Data items ::
********

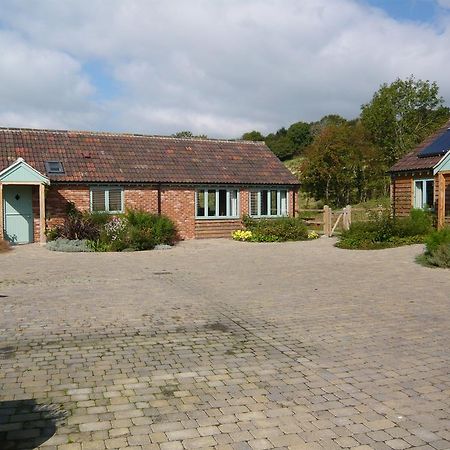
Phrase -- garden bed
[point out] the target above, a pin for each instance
(99, 232)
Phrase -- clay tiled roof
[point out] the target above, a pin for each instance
(130, 158)
(412, 161)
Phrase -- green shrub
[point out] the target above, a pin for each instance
(276, 230)
(69, 245)
(163, 229)
(79, 225)
(419, 223)
(135, 230)
(437, 238)
(382, 231)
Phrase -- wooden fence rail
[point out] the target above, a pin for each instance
(330, 221)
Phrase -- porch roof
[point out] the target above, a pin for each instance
(21, 172)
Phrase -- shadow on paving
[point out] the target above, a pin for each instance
(25, 424)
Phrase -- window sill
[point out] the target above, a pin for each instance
(218, 218)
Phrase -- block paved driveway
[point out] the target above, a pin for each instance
(224, 344)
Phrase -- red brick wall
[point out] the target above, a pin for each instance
(145, 198)
(36, 223)
(57, 198)
(176, 203)
(179, 205)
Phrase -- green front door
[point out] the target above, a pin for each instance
(18, 210)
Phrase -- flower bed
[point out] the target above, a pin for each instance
(274, 230)
(383, 231)
(99, 232)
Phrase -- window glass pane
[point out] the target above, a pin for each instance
(222, 202)
(115, 200)
(201, 203)
(418, 195)
(233, 204)
(98, 200)
(264, 203)
(273, 203)
(253, 203)
(283, 203)
(430, 194)
(211, 203)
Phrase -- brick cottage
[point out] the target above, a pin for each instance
(204, 185)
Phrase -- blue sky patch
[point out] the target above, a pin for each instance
(409, 10)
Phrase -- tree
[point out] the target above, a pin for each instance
(280, 144)
(402, 114)
(186, 134)
(253, 136)
(330, 119)
(342, 166)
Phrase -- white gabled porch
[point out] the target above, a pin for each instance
(16, 202)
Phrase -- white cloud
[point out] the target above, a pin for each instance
(444, 3)
(221, 67)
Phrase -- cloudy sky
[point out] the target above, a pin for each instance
(219, 67)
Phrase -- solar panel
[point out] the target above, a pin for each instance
(439, 146)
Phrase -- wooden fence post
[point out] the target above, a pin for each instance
(327, 220)
(347, 220)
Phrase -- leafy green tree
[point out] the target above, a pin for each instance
(330, 119)
(186, 134)
(281, 144)
(342, 166)
(402, 114)
(253, 136)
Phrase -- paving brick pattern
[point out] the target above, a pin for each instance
(227, 345)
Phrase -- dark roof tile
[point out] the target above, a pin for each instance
(412, 161)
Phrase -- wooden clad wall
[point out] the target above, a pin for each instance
(402, 190)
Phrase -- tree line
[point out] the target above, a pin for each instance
(342, 161)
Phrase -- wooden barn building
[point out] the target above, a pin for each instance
(421, 179)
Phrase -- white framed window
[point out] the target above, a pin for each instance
(106, 199)
(217, 203)
(424, 194)
(268, 203)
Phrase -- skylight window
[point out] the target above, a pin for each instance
(54, 167)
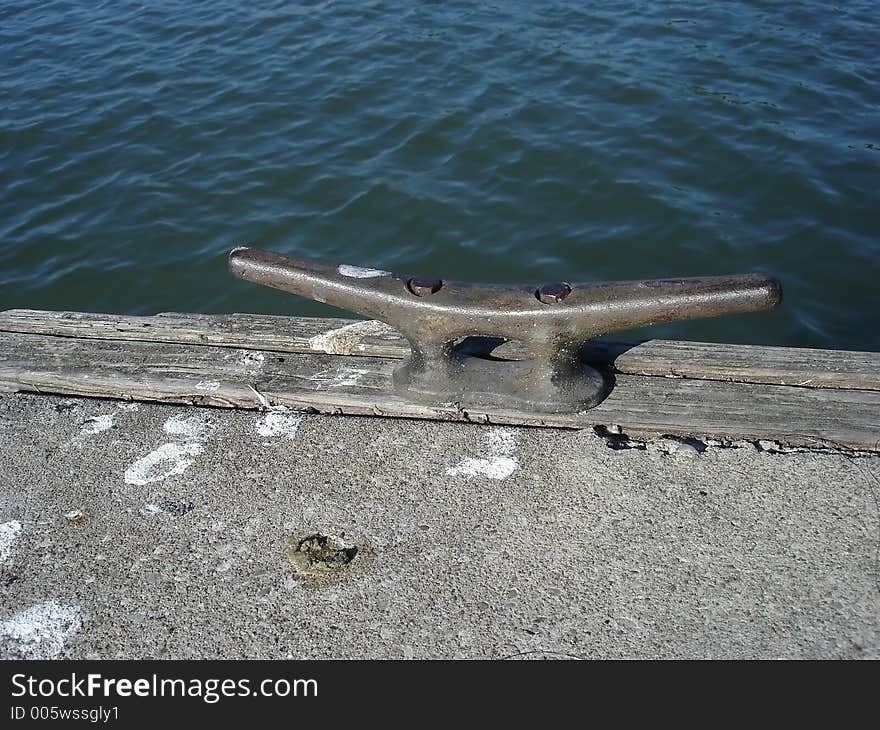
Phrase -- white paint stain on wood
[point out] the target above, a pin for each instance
(347, 376)
(356, 272)
(348, 339)
(253, 361)
(208, 385)
(279, 424)
(9, 532)
(166, 461)
(97, 424)
(39, 632)
(498, 463)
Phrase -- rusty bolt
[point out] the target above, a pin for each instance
(424, 287)
(552, 293)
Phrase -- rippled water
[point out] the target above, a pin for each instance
(488, 141)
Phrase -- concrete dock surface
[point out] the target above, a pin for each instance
(132, 530)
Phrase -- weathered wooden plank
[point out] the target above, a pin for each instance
(331, 384)
(707, 361)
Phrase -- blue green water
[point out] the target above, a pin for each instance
(502, 142)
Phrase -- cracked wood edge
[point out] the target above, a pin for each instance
(802, 367)
(239, 378)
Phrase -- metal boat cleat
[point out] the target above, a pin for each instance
(452, 327)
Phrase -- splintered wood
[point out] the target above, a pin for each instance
(795, 396)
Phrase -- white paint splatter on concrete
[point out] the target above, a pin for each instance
(347, 340)
(8, 535)
(166, 461)
(499, 463)
(187, 428)
(39, 632)
(279, 424)
(356, 272)
(96, 424)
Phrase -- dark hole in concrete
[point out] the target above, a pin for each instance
(320, 553)
(177, 508)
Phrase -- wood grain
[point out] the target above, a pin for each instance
(808, 368)
(249, 378)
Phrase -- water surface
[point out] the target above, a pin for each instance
(501, 142)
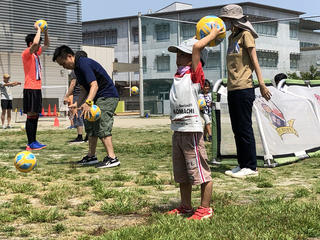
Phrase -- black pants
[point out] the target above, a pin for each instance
(240, 104)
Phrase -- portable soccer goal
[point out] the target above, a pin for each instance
(286, 128)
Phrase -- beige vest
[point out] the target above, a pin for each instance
(239, 63)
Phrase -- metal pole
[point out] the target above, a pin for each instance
(129, 55)
(141, 99)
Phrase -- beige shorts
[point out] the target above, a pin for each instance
(189, 158)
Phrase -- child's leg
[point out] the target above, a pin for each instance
(185, 193)
(3, 115)
(9, 116)
(206, 194)
(208, 129)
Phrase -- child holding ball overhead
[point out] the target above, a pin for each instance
(32, 97)
(188, 151)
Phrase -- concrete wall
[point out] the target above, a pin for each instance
(103, 55)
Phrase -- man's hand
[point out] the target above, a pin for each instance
(66, 100)
(36, 26)
(265, 92)
(85, 110)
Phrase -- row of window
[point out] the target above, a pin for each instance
(266, 60)
(162, 31)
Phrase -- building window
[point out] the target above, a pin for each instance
(308, 44)
(99, 38)
(293, 30)
(163, 63)
(267, 59)
(111, 36)
(188, 31)
(135, 34)
(268, 29)
(294, 58)
(213, 60)
(163, 32)
(144, 63)
(87, 38)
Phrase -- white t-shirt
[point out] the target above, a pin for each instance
(6, 93)
(184, 110)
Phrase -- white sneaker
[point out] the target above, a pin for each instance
(245, 172)
(232, 171)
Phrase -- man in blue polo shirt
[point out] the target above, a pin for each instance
(96, 88)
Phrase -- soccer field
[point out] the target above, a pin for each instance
(59, 200)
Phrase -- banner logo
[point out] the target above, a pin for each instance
(276, 117)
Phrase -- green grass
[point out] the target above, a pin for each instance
(60, 200)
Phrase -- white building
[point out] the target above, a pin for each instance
(278, 45)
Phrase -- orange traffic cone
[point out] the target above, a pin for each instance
(56, 122)
(49, 111)
(55, 110)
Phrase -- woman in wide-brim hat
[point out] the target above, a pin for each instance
(241, 62)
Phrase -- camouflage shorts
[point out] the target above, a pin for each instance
(103, 126)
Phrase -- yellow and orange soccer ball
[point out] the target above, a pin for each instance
(25, 161)
(204, 28)
(42, 24)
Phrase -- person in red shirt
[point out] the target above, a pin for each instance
(32, 97)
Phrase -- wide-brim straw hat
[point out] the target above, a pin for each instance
(231, 11)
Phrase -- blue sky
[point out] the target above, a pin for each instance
(101, 9)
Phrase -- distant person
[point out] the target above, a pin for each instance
(96, 88)
(32, 97)
(278, 78)
(206, 111)
(188, 150)
(6, 99)
(76, 119)
(241, 62)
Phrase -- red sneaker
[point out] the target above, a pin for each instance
(181, 210)
(202, 213)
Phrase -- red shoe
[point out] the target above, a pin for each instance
(181, 210)
(202, 213)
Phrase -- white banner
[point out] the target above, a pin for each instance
(288, 123)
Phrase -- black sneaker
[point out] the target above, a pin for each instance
(108, 162)
(86, 160)
(77, 140)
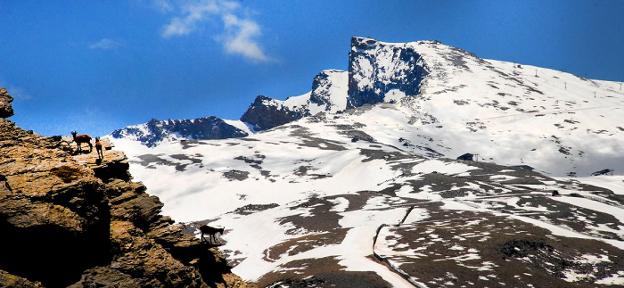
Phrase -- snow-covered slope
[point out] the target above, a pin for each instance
(155, 131)
(370, 196)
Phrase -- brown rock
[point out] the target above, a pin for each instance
(71, 220)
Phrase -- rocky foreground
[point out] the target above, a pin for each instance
(67, 221)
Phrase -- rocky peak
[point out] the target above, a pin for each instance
(329, 89)
(378, 68)
(71, 220)
(6, 109)
(154, 131)
(265, 113)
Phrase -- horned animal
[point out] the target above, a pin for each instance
(211, 231)
(98, 148)
(82, 138)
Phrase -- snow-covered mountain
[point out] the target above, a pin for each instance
(155, 131)
(353, 184)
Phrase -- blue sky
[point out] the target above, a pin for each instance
(94, 66)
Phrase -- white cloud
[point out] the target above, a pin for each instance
(239, 36)
(105, 44)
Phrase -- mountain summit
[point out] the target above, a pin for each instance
(422, 166)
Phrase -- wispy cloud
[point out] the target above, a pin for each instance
(18, 93)
(105, 44)
(240, 34)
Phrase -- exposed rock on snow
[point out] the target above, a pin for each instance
(314, 193)
(6, 109)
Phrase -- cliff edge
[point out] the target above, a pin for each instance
(67, 220)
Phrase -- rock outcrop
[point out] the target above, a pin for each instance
(70, 220)
(154, 131)
(265, 113)
(376, 68)
(6, 109)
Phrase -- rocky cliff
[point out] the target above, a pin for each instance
(265, 113)
(66, 220)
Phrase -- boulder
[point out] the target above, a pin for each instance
(6, 109)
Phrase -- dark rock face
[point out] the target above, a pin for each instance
(69, 220)
(376, 68)
(6, 109)
(265, 113)
(195, 129)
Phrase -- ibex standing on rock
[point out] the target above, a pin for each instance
(211, 231)
(98, 148)
(83, 138)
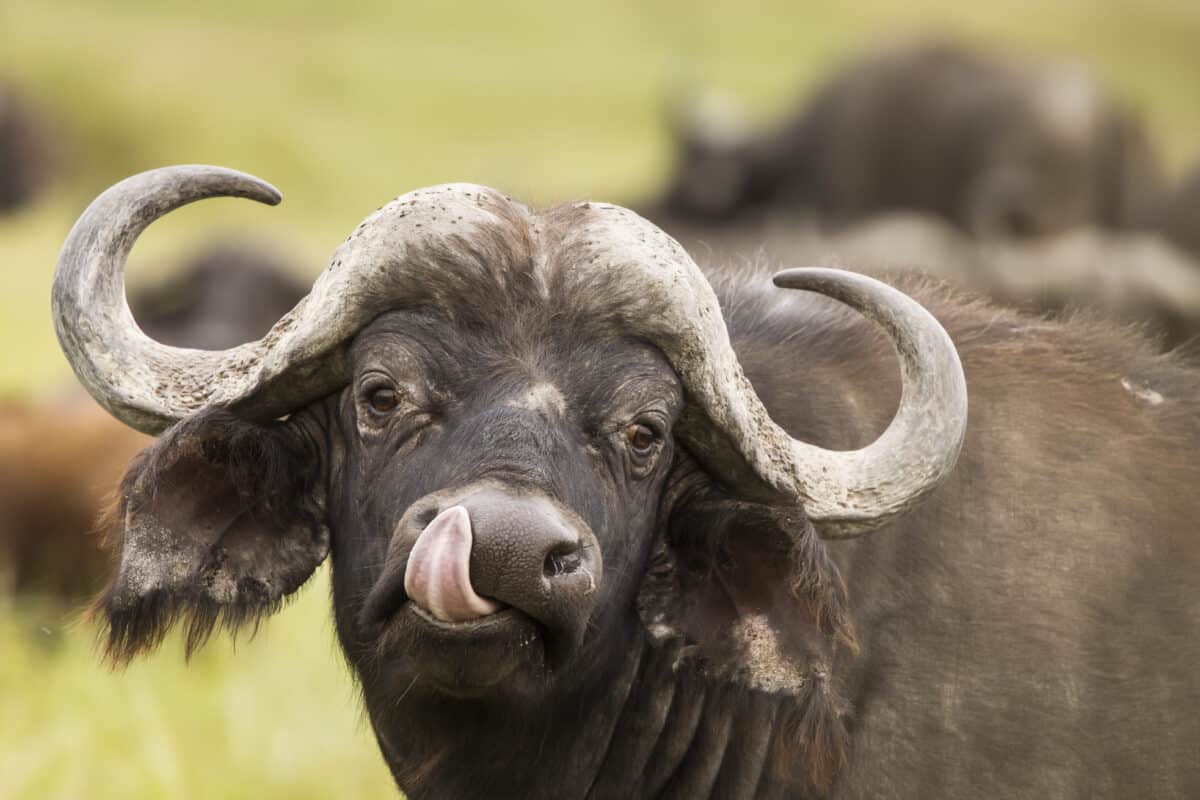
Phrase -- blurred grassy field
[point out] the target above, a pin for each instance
(345, 106)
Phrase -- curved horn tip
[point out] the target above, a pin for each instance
(225, 180)
(799, 277)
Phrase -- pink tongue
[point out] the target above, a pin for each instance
(438, 573)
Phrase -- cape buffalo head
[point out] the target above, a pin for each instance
(522, 437)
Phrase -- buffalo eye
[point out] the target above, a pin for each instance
(383, 400)
(642, 439)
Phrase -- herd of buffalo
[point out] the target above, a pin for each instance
(617, 509)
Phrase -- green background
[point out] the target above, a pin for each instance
(345, 106)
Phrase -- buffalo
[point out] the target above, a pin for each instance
(61, 458)
(599, 530)
(996, 146)
(1135, 278)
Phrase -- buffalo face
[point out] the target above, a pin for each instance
(499, 489)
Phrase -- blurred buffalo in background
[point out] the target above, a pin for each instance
(1181, 216)
(61, 458)
(25, 151)
(996, 146)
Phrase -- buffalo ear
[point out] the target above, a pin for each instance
(216, 523)
(747, 595)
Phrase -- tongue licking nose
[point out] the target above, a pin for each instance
(438, 573)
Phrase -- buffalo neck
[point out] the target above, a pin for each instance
(646, 728)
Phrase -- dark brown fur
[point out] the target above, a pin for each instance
(1027, 631)
(60, 459)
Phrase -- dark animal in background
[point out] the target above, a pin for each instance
(225, 295)
(25, 151)
(574, 555)
(1134, 277)
(996, 146)
(1181, 215)
(60, 461)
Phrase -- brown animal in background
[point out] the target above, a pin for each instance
(25, 152)
(996, 146)
(59, 462)
(588, 517)
(60, 459)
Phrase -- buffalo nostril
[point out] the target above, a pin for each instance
(563, 560)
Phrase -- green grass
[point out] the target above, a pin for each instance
(273, 716)
(345, 106)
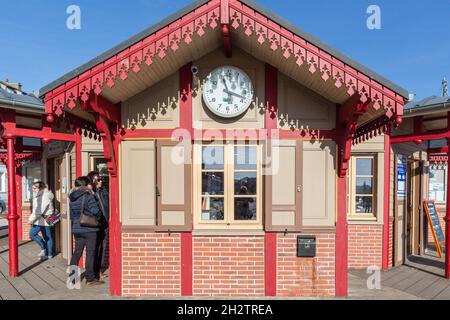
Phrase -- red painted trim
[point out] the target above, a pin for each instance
(104, 108)
(109, 71)
(271, 96)
(186, 264)
(270, 260)
(107, 139)
(41, 134)
(19, 201)
(342, 239)
(12, 210)
(447, 216)
(78, 157)
(312, 134)
(437, 150)
(431, 135)
(186, 83)
(387, 197)
(227, 46)
(260, 134)
(115, 233)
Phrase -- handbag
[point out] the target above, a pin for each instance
(87, 220)
(54, 218)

********

Select every line of the records holding the string "banner".

TASK RESPONSE ::
Phrase -- banner logo
Phrase -- white banner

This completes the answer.